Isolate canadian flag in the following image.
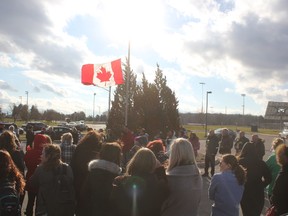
[81,59,123,87]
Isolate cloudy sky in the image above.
[0,0,288,118]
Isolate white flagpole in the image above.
[125,40,130,126]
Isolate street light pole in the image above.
[205,91,212,137]
[199,82,205,113]
[25,91,29,122]
[93,93,96,123]
[241,94,246,125]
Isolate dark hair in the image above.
[276,144,288,166]
[78,130,102,151]
[42,144,61,170]
[0,130,17,154]
[0,150,25,194]
[239,142,257,159]
[126,148,157,176]
[222,154,246,185]
[146,139,165,154]
[100,142,122,166]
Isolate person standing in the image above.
[251,134,265,160]
[60,133,76,165]
[111,148,169,216]
[121,127,134,165]
[70,130,102,214]
[161,138,203,216]
[78,142,122,216]
[26,124,34,150]
[24,134,48,216]
[266,138,284,198]
[0,150,25,216]
[239,142,272,215]
[219,128,233,154]
[270,144,288,216]
[202,130,219,177]
[165,129,177,155]
[208,154,246,216]
[234,131,249,156]
[29,144,75,216]
[189,132,200,157]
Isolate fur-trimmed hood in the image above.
[88,159,122,175]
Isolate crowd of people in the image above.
[0,127,288,216]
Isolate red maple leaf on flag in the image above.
[97,67,112,82]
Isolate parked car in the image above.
[46,126,72,141]
[214,128,237,141]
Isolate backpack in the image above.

**REQUIREMENT:** Reproduce the data from the line containing "Isolate fur-trimmed hood in the image above." through the end, changing "backpack" to "shoulder bag" and leaving everything else as it stands.

**RESPONSE:**
Isolate fur-trimmed hood in the image above.
[88,159,122,175]
Isolate crowd of people in the image above.
[0,127,288,216]
Isolate red maple leaf on flag in the image above.
[97,67,112,82]
Isolate parked car in the image above.
[46,126,72,141]
[214,128,237,141]
Isolate shoulder bag in the image above.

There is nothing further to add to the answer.